## Passage

========================================

[systemd-devel] [PATCH 1/3] introduce WatchdogSec and hook up the watchdog with the existing failure logic

Michael Olbrich m.olbrich at pengutronix.de
Fri Feb 3 12:14:23 PST 2012


---
 man/systemd.service.xml          |   17 +++++++++++++++++
 src/dbus-service.c               |    2 ++
 src/load-fragment-gperf.gperf.m4 |    1 +
 src/service.c                    |   30 ++++++++++++++++++++++++++++++
 src/service.h                    |    3 +++
 5 files changed, 53 insertions(+), 0 deletions(-)

diff --git a/man/systemd.service.xml b/man/systemd.service.xml
index 0baddd1..bf6a5ea 100644
--- a/man/systemd.service.xml
+++ b/man/systemd.service.xml
@@ -460,6 +460,23 @@
                         </varlistentry>
 
                         <varlistentry>
+                                <term><varname>WatchdogSec=</varname></term>
+                                <listitem><para>Configures the watchdog
+                                timeout for a service. This is activated
+                                with the first
+                                <citerefentry><refentrytitle>sd_notify</refentrytitle><manvolnum>3</manvolnum></citerefentry>
+                                call with "WATCHDOG=1". If the time
+                                between two such calls is larger than
+                                the configured time then the service
+                                enters a failure state. By setting
+                                <term><varname>Restart=</varname></term>
+                                to <option>on-failure</option> or
+                                <option>always</option> the service can
+                                be restarted. Defaults to 0s, which
+                                disables this feature.</para></listitem>
+                        </varlistentry>
+
+                        <varlistentry>
                                 <term><varname>Restart=</varname></term>
                                 <listitem><para>Configures whether the
                                 main service process shall be
diff --git a/src/dbus-service.c b/src/dbus-service.c
index 738dc7b..fedfc1d 100644
--- a/src/dbus-service.c
+++ b/src/dbus-service.c
@@ -43,6 +43,7 @@
         "  <property name=\"NotifyAccess\" type=\"s\" access=\"read\"/>\n" \
         "  <property name=\"RestartUSec\" type=\"t\" access=\"read\"/>\n" \
         "  <property name=\"TimeoutUSec\" type=\"t\" access=\"read\"/>\n" \
+        "  <property name=\"WatchdogUSec\" type=\"t\" access=\"read\"/>\n" \
         "  <property name=\"WatchdogTimestamp\" type=\"t\" access=\"read\"/>\n" \
         "  <property name=\"WatchdogTimestampMonotonic\" type=\"t\" access=\"read\"/>\n" \
         BUS_EXEC_COMMAND_INTERFACE("ExecStartPre")                      \
@@ -119,6 +120,7 @@ static const BusProperty bus_service_properties[] = {
         { "NotifyAccess",           bus_service_append_notify_access, "s", offsetof(Service, notify_access)                },
         { "RestartUSec",            bus_property_append_usec,         "t", offsetof(Service, restart_usec)                 },
         { "TimeoutUSec",            bus_property_append_usec,         "t", offsetof(Service, timeout_usec)                 },
+        { "WatchdogUSec",           bus_property_append_usec,         "t", offsetof(Service, watchdog_usec)                },
         { "WatchdogTimestamp",      bus_property_append_usec,         "t", offsetof(Service, watchdog_timestamp.realtime)  },
         { "WatchdogTimestampMonotonic",bus_property_append_usec,      "t", offsetof(Service, watchdog_timestamp.monotonic) },
         BUS_EXEC_COMMAND_PROPERTY("ExecStartPre",  offsetof(Service, exec_command[SERVICE_EXEC_START_PRE]),  true ),
diff --git a/src/load-fragment-gperf.gperf.m4 b/src/load-fragment-gperf.gperf.m4
index 14c0606..9191f90 100644
--- a/src/load-fragment-gperf.gperf.m4
+++ b/src/load-fragment-gperf.gperf.m4
@@ -134,6 +134,7 @@ Service.ExecStop,                config_parse_exec,                  SERVICE_EXE
 Service.ExecStopPost,            config_parse_exec,                  SERVICE_EXEC_STOP_POST,        offsetof(Service, exec_command)

========================================

## Dataset extract
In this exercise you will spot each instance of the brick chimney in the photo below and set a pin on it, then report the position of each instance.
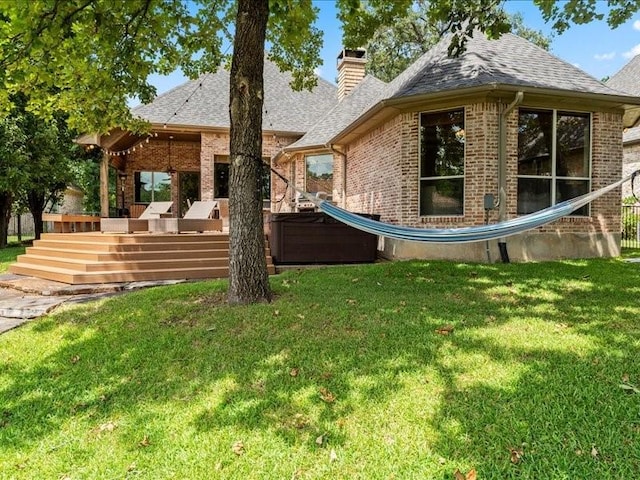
(350, 70)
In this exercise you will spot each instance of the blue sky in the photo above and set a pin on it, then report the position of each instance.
(595, 48)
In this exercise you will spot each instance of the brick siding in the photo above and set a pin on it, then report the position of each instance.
(631, 164)
(190, 157)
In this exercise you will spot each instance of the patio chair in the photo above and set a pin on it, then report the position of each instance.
(197, 219)
(141, 224)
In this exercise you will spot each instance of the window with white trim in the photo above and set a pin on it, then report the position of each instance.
(152, 187)
(554, 158)
(319, 173)
(442, 141)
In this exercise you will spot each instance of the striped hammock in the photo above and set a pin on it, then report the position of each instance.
(464, 234)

========================================

## Problem A
Please rewrite the paragraph in the WatchdogSec patch that begins "Configures the watchdog timeout" as a short bulleted list that keeps its main facts.
## Problem B
Pick up the WatchdogSec patch right after its last line and carry the diff forward.

## Exercise result A
- WatchdogSec= sets the watchdog timeout for a service.
- The watchdog is activated by the first sd_notify(3) call with "WATCHDOG=1".
- If the time between two such calls is larger than the configured time, the service enters a failure state.
- Setting Restart= to on-failure or always lets the service be restarted.
- The default is 0s, which disables the feature.

## Exercise result B
 Service.RestartSec,              config_parse_usec,                  0,                             offsetof(Service, restart_usec)
 Service.TimeoutSec,              config_parse_usec,                  0,                             offsetof(Service, timeout_usec)
+Service.WatchdogSec,             config_parse_usec,                  0,                             offsetof(Service, watchdog_usec)
 Service.Type,                    config_parse_service_type,          0,                             offsetof(Service, type)
 Service.Restart,                 config_parse_service_restart,       0,                             offsetof(Service, restart)
 Service.PermissionsStartOnly,    config_parse_bool,                  0,                             offsetof(Service, permissions_start_only)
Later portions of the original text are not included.